[SUPPLIED RECORDS]:
= Beginning of Section =
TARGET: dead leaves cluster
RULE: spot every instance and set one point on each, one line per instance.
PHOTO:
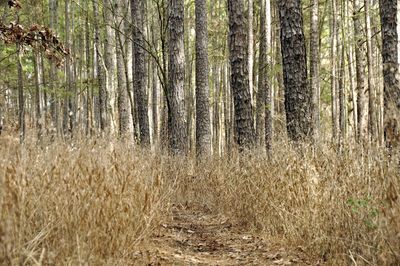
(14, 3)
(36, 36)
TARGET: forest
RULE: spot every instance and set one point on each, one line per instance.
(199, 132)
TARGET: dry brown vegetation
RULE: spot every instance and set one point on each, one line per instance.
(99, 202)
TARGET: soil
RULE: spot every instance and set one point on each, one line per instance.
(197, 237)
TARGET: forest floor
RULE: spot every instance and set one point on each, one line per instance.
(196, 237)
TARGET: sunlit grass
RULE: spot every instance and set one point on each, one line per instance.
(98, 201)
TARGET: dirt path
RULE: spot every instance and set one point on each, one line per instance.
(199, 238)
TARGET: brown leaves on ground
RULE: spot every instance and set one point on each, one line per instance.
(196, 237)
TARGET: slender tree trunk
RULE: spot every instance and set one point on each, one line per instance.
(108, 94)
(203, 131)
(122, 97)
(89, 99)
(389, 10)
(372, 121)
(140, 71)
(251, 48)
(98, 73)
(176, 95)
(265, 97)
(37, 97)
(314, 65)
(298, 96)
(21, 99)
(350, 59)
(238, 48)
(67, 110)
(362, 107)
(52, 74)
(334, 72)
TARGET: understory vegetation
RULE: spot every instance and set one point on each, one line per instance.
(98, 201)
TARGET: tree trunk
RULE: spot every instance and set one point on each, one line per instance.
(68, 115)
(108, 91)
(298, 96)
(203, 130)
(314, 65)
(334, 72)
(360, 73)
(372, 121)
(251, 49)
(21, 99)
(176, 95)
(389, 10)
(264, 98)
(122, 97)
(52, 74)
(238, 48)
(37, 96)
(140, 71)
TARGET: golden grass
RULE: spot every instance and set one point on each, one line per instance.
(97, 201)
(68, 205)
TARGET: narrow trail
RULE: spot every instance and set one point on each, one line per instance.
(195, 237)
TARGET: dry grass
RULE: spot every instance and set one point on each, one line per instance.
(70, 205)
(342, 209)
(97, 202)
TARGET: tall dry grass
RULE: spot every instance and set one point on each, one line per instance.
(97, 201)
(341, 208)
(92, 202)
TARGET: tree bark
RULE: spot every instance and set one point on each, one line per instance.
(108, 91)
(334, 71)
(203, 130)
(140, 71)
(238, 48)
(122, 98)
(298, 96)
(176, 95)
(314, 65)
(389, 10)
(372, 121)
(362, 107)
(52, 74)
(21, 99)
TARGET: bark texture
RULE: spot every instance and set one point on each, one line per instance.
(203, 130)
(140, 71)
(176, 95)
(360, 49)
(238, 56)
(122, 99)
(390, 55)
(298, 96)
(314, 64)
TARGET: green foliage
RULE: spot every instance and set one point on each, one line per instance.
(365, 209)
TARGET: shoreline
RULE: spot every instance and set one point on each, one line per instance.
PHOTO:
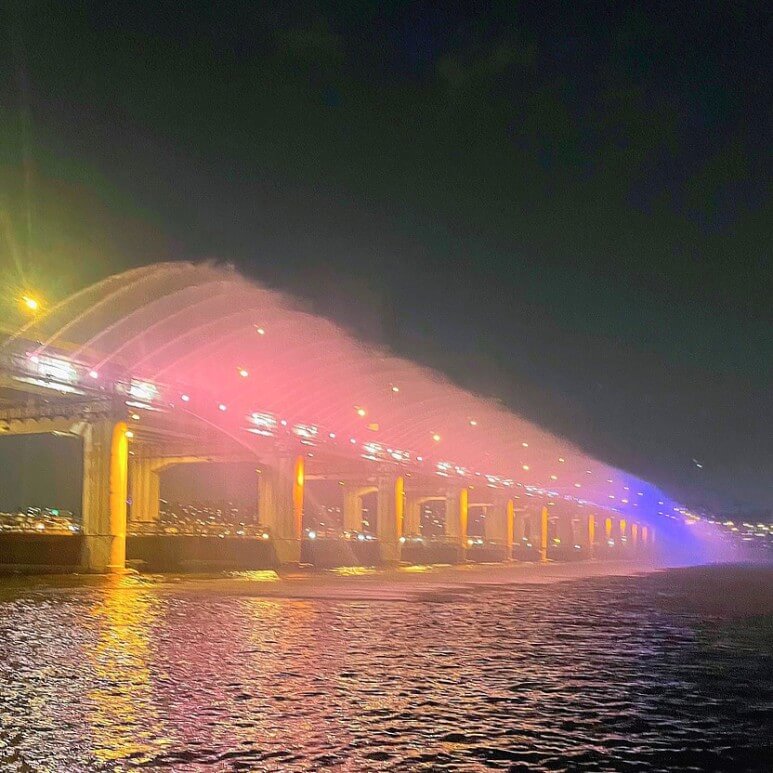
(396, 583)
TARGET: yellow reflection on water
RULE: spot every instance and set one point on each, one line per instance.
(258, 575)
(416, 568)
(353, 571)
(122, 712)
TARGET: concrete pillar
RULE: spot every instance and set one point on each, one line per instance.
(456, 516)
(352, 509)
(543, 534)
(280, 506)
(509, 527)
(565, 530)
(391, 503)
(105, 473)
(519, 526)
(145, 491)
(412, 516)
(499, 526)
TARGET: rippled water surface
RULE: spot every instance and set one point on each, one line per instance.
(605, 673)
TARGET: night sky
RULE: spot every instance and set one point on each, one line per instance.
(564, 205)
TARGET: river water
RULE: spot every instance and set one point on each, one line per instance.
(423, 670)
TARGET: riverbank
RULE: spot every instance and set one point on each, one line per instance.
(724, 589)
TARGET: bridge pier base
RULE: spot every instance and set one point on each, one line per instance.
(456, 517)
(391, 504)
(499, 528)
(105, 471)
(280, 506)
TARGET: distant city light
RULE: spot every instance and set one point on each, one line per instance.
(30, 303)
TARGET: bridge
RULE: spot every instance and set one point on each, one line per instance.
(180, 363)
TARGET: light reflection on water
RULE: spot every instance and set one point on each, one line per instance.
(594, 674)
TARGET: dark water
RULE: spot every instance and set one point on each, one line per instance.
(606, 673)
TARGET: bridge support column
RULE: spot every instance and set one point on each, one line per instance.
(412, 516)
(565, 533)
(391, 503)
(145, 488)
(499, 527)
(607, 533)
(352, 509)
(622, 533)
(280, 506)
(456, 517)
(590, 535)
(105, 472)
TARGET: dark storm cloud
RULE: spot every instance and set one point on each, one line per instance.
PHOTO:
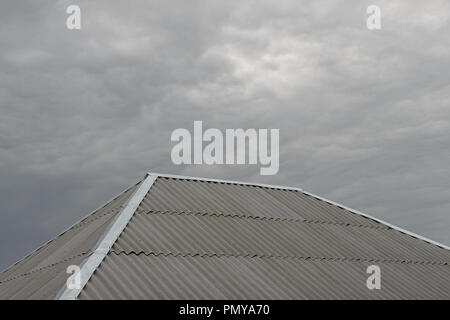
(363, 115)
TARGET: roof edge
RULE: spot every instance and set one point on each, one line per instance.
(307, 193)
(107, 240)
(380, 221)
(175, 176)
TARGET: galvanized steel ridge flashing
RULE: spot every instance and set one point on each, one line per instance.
= End of Section =
[WHAT IS NEEDED]: If a line of the records includes the string "leaves", copy it out.

[RESPONSE]:
TARGET: dead leaves cluster
TARGET: brown leaves on ground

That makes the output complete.